**Dataset entries**

>>

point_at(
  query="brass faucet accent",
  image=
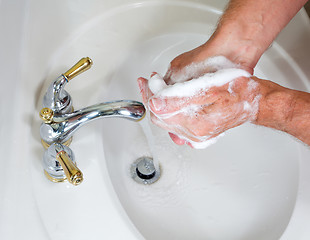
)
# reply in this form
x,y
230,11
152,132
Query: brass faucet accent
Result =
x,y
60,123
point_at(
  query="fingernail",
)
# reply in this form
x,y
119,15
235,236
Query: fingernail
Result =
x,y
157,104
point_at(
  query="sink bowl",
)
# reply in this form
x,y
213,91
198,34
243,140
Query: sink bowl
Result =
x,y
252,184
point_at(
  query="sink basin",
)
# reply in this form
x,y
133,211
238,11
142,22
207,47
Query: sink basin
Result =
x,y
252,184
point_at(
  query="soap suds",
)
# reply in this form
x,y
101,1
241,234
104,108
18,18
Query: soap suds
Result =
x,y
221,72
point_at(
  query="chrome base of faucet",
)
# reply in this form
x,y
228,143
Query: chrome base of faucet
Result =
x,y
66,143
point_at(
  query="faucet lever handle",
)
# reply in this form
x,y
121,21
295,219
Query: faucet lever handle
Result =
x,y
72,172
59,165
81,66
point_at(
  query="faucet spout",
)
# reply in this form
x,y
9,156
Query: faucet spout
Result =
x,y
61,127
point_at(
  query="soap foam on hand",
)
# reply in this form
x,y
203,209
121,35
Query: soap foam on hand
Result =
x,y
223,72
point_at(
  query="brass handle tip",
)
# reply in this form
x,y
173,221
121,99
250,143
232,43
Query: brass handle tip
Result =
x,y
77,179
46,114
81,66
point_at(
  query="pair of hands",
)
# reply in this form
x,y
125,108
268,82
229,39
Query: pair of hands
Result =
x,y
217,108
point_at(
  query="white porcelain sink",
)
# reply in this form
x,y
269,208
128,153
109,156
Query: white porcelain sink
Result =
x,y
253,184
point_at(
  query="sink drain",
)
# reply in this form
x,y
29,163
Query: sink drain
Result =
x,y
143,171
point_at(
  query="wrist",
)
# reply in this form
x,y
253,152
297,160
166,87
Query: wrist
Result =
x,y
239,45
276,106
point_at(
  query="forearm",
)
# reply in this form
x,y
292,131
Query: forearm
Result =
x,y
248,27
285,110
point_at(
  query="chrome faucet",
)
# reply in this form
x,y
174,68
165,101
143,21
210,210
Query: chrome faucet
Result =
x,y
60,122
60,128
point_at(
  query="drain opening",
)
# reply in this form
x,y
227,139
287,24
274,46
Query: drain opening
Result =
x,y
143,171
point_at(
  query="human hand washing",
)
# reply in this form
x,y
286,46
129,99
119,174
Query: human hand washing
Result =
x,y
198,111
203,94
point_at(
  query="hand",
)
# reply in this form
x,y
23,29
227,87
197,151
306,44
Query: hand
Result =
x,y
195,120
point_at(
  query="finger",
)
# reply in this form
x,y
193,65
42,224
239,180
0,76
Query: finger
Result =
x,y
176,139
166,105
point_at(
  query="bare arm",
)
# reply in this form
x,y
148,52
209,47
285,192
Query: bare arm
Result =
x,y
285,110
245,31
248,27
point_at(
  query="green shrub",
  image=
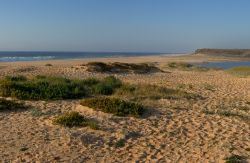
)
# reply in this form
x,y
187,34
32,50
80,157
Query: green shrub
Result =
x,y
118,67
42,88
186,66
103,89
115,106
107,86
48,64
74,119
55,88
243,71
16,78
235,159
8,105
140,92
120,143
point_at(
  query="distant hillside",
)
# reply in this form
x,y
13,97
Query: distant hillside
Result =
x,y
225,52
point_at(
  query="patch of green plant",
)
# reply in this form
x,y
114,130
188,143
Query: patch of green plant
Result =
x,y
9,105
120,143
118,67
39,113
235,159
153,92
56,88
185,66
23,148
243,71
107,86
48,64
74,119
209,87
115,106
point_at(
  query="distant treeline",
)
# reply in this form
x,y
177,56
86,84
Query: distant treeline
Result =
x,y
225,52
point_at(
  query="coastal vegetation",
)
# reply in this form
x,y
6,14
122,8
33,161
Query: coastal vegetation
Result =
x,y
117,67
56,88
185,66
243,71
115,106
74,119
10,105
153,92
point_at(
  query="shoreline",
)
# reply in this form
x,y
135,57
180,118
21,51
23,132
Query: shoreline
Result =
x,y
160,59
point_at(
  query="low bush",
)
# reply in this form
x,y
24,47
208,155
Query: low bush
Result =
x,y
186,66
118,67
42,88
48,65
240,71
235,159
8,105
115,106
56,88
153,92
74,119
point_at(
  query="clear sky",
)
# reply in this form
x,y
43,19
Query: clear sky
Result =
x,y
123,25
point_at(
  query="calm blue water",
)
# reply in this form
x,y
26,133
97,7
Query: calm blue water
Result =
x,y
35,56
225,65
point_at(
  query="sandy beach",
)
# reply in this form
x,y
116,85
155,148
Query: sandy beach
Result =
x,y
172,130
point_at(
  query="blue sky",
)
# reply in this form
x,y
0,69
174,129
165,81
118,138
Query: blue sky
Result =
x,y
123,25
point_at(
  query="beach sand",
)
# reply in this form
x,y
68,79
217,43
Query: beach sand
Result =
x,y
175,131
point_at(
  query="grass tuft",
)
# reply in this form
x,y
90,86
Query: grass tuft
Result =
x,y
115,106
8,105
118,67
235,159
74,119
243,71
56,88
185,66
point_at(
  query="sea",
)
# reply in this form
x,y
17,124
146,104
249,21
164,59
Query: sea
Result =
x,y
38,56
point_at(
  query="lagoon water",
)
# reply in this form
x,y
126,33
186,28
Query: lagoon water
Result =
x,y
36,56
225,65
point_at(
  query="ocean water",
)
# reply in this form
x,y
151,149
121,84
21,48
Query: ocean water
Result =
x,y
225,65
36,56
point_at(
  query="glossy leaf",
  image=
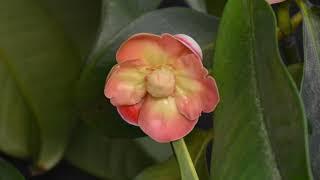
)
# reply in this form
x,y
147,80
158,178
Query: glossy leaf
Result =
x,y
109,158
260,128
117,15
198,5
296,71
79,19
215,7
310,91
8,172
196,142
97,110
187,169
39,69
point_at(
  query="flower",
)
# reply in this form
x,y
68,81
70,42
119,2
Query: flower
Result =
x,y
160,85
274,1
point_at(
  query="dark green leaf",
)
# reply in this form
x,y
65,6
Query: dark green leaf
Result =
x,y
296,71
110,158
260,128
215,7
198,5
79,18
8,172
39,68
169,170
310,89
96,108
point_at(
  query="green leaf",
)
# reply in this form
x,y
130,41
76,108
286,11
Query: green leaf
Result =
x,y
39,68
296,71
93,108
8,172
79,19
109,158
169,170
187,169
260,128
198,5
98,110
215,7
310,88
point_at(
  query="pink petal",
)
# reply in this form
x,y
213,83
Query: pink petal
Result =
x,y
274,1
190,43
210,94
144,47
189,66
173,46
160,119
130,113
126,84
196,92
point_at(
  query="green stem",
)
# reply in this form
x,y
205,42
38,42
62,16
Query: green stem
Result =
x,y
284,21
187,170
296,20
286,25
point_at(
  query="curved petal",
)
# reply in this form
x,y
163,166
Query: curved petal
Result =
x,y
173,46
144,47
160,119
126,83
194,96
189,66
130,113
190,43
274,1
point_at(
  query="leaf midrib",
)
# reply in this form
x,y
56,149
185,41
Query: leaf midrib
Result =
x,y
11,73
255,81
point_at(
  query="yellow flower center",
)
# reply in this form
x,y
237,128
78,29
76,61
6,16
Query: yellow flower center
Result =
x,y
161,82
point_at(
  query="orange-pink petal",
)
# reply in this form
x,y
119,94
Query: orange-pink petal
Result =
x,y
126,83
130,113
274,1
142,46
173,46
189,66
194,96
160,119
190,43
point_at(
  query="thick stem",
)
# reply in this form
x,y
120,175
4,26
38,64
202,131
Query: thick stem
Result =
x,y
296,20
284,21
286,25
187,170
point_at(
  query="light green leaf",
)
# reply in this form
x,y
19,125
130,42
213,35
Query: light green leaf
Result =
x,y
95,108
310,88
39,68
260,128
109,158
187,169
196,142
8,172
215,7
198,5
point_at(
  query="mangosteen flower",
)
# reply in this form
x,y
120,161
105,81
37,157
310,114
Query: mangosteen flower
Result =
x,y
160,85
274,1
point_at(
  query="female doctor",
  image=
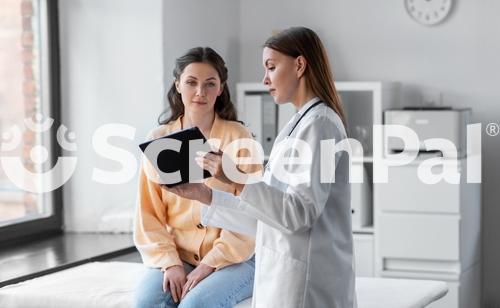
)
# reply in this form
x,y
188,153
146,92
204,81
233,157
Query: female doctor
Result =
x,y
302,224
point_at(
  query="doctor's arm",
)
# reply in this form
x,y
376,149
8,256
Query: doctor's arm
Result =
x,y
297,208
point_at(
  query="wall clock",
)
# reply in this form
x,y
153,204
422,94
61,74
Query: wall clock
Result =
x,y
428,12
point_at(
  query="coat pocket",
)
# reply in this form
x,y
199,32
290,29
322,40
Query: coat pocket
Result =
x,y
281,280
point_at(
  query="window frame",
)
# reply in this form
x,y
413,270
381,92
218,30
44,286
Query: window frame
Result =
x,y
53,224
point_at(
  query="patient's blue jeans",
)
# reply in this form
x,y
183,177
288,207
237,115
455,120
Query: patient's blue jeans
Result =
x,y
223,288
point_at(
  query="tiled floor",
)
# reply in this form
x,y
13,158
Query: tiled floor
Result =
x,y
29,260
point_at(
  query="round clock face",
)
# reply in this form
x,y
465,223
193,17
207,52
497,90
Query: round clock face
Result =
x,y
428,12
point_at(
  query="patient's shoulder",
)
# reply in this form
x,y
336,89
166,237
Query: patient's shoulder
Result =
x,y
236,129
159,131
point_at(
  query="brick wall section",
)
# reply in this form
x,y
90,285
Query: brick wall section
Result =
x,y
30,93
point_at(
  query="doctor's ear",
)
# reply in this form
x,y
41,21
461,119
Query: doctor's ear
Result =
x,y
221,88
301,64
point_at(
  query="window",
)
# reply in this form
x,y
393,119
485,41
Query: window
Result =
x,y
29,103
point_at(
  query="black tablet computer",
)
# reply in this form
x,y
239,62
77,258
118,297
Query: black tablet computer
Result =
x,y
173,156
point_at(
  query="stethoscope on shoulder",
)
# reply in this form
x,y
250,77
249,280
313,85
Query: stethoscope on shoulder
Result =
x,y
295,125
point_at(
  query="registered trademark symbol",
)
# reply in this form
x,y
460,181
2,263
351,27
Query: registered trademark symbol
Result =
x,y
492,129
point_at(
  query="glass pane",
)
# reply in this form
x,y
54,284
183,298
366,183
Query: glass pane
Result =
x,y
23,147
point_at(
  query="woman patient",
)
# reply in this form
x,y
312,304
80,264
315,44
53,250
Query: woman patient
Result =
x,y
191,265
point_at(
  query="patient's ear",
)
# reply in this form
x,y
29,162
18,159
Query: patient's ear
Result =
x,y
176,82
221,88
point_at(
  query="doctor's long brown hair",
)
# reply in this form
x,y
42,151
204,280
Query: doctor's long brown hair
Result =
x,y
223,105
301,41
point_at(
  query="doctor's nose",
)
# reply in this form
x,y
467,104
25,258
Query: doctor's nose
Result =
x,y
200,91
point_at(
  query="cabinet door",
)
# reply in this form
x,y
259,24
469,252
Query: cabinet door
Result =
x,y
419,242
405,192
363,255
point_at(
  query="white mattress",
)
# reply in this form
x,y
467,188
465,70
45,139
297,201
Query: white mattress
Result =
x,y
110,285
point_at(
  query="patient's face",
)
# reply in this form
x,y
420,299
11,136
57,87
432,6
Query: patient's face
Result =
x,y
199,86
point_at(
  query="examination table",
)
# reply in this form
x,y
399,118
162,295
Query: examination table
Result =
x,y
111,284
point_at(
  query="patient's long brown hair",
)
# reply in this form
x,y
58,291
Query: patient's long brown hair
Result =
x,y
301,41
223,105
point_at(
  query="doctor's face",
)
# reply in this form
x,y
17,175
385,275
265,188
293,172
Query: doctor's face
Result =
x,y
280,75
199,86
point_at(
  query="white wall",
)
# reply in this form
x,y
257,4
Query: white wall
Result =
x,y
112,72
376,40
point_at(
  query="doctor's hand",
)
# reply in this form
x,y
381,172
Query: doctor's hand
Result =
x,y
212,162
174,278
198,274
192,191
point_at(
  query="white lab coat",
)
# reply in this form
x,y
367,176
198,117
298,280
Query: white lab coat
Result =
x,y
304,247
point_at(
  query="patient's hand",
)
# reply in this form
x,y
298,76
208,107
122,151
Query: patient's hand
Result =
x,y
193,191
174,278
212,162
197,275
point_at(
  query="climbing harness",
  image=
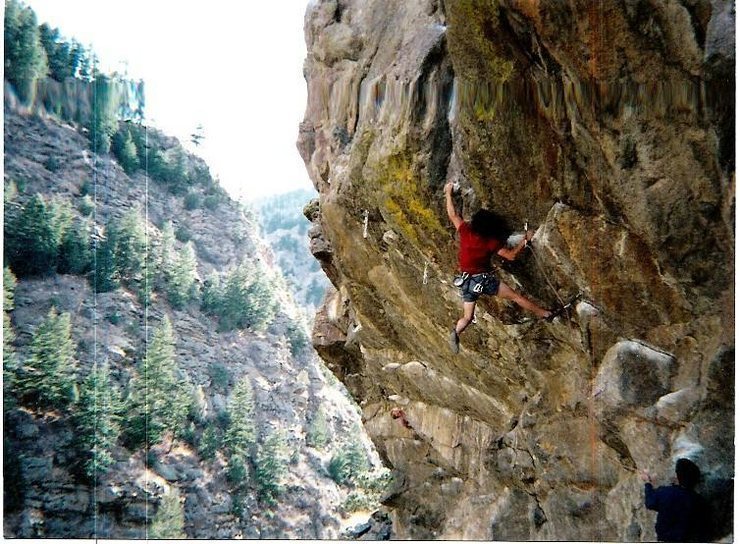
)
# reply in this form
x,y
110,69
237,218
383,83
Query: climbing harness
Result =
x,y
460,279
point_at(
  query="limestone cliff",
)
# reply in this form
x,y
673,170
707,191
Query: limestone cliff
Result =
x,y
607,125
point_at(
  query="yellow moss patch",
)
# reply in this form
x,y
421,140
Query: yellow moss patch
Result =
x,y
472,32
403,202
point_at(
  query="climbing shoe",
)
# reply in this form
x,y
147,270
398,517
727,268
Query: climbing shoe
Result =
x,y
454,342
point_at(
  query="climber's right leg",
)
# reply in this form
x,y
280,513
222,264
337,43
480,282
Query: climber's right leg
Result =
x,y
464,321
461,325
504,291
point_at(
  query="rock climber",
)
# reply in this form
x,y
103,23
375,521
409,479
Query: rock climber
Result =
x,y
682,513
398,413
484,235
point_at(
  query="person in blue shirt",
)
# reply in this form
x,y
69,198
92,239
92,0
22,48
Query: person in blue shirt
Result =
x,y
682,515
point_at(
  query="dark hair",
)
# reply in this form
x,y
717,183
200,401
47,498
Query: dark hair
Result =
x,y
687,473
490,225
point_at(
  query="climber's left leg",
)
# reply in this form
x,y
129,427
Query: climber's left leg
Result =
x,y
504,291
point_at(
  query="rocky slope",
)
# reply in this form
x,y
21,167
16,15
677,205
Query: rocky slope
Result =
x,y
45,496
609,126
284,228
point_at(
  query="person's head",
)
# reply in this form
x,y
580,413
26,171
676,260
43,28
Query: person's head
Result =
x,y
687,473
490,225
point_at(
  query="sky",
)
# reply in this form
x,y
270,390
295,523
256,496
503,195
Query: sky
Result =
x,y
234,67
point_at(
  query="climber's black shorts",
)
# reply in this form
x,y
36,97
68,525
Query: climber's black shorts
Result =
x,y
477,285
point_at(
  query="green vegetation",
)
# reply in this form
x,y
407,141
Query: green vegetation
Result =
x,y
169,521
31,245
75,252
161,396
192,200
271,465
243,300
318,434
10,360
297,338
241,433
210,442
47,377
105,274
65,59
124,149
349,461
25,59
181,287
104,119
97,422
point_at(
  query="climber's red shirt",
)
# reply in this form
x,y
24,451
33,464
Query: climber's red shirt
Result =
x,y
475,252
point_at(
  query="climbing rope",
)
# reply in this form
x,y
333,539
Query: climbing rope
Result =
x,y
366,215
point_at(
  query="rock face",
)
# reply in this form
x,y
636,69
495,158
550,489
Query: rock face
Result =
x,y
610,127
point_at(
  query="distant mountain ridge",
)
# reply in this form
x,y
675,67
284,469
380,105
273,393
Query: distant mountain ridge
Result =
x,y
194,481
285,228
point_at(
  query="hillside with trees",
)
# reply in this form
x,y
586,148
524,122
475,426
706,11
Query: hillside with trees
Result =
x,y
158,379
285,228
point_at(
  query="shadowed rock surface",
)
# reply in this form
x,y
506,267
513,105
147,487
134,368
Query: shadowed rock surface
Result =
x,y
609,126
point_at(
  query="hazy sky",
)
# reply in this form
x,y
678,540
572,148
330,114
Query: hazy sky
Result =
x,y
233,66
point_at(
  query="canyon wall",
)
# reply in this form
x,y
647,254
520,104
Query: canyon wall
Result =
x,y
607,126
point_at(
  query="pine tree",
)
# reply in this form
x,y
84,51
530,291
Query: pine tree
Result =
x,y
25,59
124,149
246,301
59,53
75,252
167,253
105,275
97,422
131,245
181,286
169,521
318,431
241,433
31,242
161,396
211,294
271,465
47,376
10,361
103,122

<<

**Exercise directions**
Please go through the data and copy each line containing the word "window".

**Response box**
  query="window frame",
Query: window frame
  query="window",
Query: window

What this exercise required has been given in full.